EXERCISE: Given the listing below, write out exactly the lines starting with the line that has "Could you spot the chewbacca costume" and going on through the line that has "Could you spot the chewbacca fur", both kept.

⟨

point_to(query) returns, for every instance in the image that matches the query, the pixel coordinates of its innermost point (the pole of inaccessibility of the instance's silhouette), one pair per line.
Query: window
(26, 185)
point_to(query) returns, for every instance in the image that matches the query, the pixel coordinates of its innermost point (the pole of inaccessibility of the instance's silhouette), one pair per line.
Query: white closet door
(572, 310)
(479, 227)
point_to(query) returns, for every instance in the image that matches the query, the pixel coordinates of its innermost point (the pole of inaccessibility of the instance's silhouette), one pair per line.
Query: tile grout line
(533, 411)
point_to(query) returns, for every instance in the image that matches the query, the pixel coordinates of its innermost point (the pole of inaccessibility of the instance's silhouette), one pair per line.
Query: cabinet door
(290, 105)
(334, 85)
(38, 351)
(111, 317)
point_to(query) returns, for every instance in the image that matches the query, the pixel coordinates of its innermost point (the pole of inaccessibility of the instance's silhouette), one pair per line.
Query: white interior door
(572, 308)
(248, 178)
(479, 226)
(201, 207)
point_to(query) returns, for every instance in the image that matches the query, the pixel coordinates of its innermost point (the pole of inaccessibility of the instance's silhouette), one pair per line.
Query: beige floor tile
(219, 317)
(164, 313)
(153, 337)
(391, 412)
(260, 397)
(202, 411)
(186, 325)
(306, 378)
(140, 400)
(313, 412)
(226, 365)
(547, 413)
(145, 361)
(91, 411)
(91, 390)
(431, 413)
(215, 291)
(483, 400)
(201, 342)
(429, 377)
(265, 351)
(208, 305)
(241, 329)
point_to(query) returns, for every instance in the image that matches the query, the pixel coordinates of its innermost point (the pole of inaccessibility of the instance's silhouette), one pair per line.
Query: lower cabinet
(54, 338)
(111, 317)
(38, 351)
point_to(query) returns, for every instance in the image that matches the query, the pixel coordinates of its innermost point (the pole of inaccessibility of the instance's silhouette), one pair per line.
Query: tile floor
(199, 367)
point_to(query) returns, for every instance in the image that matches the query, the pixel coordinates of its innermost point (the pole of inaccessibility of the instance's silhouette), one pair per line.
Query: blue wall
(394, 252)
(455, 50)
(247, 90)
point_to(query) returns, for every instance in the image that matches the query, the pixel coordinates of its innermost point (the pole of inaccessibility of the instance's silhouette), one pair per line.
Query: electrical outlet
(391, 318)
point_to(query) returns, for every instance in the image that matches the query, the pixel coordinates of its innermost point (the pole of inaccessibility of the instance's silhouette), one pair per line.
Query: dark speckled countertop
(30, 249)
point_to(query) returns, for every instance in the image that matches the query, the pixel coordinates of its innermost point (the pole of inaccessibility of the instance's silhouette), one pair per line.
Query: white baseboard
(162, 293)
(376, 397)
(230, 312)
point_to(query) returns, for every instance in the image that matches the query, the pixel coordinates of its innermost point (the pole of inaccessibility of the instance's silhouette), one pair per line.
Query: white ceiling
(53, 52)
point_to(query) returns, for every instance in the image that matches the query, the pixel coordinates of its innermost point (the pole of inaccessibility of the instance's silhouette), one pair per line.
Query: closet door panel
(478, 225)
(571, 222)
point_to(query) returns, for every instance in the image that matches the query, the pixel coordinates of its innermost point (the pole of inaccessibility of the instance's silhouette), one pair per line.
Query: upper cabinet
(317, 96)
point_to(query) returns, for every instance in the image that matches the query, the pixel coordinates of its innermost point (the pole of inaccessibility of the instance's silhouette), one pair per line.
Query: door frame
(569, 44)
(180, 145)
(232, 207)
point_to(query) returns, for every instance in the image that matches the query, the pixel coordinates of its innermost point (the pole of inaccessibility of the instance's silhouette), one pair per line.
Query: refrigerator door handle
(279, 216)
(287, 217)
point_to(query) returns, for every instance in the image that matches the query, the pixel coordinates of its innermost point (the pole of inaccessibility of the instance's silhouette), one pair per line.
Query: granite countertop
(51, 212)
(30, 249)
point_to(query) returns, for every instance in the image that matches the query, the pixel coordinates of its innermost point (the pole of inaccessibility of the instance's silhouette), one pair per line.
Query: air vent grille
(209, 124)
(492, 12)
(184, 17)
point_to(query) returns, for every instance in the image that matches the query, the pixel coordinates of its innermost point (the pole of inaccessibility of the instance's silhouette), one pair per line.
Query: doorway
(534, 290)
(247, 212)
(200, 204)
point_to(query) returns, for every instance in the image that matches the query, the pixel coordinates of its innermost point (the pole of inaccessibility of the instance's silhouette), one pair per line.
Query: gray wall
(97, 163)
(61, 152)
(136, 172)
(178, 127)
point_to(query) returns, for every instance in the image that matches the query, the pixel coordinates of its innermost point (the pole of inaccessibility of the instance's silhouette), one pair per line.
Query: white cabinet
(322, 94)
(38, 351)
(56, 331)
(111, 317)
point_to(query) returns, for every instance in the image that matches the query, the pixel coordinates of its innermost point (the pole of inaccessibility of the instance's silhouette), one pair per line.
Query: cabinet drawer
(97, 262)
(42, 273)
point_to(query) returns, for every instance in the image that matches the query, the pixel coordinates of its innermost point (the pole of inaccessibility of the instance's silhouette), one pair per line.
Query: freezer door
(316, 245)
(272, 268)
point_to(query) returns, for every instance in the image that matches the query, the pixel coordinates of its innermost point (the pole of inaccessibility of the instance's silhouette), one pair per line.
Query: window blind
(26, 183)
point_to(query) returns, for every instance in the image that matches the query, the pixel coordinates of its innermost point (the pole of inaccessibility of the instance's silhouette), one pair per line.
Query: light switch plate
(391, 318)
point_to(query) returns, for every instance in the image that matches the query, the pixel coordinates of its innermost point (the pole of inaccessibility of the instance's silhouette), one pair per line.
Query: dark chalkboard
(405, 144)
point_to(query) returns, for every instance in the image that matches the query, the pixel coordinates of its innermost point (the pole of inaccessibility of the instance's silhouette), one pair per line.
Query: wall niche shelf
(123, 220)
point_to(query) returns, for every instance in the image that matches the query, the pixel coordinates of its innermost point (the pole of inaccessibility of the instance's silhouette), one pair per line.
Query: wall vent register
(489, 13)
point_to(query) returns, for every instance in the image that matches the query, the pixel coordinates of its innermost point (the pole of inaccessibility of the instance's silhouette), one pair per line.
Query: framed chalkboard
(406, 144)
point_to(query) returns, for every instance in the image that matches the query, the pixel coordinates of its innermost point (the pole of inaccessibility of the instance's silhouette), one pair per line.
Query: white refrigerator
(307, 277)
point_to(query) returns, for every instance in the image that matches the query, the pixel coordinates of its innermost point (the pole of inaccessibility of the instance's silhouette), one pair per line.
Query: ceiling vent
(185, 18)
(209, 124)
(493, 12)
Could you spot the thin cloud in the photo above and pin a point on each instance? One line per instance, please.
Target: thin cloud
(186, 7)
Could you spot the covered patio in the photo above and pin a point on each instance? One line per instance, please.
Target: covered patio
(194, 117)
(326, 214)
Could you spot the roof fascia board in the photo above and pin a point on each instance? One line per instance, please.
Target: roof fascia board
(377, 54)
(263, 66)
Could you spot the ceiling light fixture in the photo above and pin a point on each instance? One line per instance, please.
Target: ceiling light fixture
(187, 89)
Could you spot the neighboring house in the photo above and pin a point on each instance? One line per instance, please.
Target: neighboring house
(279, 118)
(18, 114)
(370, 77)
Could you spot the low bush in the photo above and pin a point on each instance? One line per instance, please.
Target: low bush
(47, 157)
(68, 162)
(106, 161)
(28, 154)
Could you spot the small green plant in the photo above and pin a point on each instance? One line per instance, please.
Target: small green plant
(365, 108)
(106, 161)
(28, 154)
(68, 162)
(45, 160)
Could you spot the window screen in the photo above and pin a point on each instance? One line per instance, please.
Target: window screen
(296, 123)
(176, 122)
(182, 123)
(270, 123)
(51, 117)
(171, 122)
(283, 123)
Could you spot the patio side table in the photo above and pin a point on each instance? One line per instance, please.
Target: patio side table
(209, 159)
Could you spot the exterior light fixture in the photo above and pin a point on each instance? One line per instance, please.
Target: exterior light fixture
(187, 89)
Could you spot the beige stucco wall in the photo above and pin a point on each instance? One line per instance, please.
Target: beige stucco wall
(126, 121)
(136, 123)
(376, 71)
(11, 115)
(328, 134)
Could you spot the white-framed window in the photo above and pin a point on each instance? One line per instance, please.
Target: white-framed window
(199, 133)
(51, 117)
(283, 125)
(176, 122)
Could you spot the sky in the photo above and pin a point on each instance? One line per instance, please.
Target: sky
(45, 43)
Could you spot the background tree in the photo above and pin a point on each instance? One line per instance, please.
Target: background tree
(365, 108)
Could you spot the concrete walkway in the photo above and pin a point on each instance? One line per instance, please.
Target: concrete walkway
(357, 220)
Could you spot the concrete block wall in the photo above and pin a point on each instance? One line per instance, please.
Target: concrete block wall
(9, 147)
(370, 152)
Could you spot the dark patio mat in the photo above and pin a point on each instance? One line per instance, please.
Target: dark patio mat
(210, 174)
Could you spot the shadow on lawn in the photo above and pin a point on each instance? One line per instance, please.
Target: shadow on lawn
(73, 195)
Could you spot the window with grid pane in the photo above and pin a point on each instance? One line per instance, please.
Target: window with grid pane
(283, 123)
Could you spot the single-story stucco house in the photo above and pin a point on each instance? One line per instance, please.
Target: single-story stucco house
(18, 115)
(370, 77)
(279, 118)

⟩
⟨

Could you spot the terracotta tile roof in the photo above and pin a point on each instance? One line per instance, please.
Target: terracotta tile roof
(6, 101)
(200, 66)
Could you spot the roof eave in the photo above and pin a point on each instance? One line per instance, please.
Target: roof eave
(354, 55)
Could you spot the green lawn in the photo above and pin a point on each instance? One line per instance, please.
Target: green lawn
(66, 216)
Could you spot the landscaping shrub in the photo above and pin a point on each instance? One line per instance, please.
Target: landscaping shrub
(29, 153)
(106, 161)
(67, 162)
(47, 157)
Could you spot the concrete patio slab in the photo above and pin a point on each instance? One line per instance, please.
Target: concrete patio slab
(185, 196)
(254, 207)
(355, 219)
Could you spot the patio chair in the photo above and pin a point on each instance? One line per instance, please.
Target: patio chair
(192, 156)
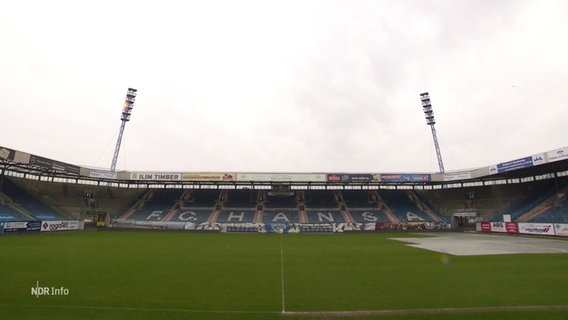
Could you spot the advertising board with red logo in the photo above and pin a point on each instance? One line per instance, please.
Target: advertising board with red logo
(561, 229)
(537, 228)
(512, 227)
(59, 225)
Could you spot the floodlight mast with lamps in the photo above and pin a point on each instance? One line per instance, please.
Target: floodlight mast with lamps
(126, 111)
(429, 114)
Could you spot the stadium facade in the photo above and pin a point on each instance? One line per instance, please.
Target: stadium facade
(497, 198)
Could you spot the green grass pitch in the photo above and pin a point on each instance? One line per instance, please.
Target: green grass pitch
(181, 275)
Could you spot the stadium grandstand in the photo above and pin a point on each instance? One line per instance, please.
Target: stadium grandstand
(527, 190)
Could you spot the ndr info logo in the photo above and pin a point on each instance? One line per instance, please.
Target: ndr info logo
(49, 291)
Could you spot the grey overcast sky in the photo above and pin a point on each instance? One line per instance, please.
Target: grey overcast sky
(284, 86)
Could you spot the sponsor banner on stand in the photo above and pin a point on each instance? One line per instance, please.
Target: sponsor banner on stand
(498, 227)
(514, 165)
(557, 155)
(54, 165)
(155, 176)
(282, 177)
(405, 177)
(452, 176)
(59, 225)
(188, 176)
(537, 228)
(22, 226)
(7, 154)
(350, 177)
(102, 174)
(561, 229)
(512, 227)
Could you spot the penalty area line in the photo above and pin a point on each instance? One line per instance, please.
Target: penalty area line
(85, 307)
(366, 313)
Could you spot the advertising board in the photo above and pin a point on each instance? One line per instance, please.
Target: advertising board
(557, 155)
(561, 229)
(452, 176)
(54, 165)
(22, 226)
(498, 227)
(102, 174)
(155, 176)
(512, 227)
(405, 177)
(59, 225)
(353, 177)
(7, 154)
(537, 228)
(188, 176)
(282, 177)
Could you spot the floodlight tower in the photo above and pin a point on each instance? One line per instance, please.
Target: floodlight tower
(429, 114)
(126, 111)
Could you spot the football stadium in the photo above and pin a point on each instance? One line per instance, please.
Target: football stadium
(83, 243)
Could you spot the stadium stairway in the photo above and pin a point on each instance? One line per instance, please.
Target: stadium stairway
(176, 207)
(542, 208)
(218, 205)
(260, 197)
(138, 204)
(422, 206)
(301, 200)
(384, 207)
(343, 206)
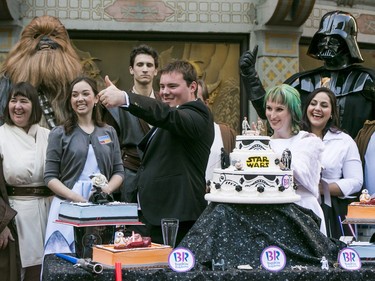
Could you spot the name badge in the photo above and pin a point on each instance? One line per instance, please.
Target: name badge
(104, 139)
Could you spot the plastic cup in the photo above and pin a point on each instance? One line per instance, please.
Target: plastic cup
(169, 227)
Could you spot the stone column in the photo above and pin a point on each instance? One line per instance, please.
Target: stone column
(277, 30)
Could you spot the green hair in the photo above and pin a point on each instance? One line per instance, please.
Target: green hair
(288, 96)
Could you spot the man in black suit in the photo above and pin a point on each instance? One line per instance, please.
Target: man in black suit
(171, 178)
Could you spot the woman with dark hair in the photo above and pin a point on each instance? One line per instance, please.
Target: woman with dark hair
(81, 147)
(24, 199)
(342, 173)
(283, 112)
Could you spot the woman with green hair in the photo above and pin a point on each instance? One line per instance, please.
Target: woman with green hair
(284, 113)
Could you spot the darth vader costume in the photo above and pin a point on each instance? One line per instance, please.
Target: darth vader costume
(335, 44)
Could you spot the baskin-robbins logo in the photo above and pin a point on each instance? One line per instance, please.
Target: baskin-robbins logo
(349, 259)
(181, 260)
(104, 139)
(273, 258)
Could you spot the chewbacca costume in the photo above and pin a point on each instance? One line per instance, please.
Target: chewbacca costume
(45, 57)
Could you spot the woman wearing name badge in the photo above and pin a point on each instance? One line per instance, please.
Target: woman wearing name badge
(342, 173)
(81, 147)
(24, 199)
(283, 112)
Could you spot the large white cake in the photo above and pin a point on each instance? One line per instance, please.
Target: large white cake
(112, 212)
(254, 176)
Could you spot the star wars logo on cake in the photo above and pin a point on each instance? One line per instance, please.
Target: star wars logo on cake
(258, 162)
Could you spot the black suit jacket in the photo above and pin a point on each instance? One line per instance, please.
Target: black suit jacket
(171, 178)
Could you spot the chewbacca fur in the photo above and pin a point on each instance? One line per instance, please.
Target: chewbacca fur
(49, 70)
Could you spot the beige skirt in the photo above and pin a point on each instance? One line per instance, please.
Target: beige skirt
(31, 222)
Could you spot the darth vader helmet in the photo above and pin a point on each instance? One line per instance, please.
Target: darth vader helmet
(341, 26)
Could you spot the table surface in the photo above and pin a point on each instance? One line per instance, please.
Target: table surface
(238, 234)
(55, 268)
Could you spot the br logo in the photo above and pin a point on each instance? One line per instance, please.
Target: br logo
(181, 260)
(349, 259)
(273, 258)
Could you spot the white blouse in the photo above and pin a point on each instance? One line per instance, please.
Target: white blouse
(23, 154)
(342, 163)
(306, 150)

⟩

EXPECTED ANSWER:
Could you spot the chewbacca costume in the photo above and pin a point on each instance? One line per instance, please.
Target: chewbacca costume
(45, 57)
Could you spot the woman wearing name badge in the photo above and pin a point on each instance? One line per instance, please.
Target: woman wearing name badge
(342, 173)
(81, 147)
(24, 199)
(283, 112)
Could you spot the large white cake in the photo above and pin a point on each instance? One line per instance, please.
Target: large white cake
(112, 212)
(254, 176)
Could you spot the star wars logo on cake in the photo above and pin a point on each instance? One line per instance, please.
Target: star wars logo on cake
(258, 162)
Could you spot the black suit jacket in the photo above and pin a point on each instance? One line per instance, please.
Target: black suit jacket
(171, 178)
Could you spot the chewbacca fur in the photo above and pin a point on each instance? One line per instance, please.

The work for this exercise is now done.